## DOCUMENT TEXT:
Foreign institutions are falling over themselves to set up partnerships with Chinese universities
But
some of these students have never liked a Facebook message or sent a
friend request. They send tweets on Weibo not Twitter and upload photos
on Weixin not Instagram.
Welcome to Ningbo in China, Northern Zhenjiang province, five thousand miles away from the UK.
Every
international business in the world, from textiles to technology, is
trying to access the Chinese market. The education business is no
different.
Ningbo is famous for its entrepreneurs and foreign
investment. For the last 10 years it has also been home to Nottingham
Ningbo (UNNC) a satellite campus of Nottingham University.
The
campus is a partnership between the University of Nottingham UK and the
Wanli Education group, a Chinese state-owned company. Staffed with both
Chinese and international academics, it is sold as a genuine UK
university experience in China. The Chinese dream
This
new fleet of universities is part of China’s big ambition to become a
world powerhouse for education – for students from San Francisco to
Shanghai.
Foreign institutions are falling over themselves to set
up partnerships with Chinese universities - from cooperation projects
to creating campuses that mirror their own in Chinese cities. For
international universities this provides an opportunity to get a
foothold in a country already obsessed with education. And more
importantly for the students, for future business leaders in particular,
it offers an insight into a marketplace that still proves elusive for
international companies.

## DATASET CONTENT:
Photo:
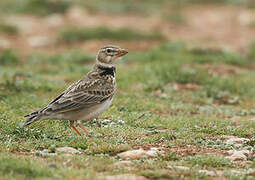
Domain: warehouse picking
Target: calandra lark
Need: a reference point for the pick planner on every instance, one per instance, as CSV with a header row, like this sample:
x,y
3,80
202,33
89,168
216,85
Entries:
x,y
87,98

## WRITTEN TASKS:
1) From the article on foreign universities setting up in China, reproduce word for word the passage that starts at "Foreign institutions are falling over themselves to set up" and runs through "Weixin not Instagram.".
2) Put this sentence from the article on foreign universities setting up in China into Spanish: "Ningbo is famous for its entrepreneurs and foreign investment."

## SOLUTIONS PER TASK:
1)
Foreign institutions are falling over themselves to set up partnerships with Chinese universities
But
some of these students have never liked a Facebook message or sent a
friend request. They send tweets on Weibo not Twitter and upload photos
on Weixin not Instagram.

2) Ningbo es famosa por sus emprendedores y su inversión extranjera.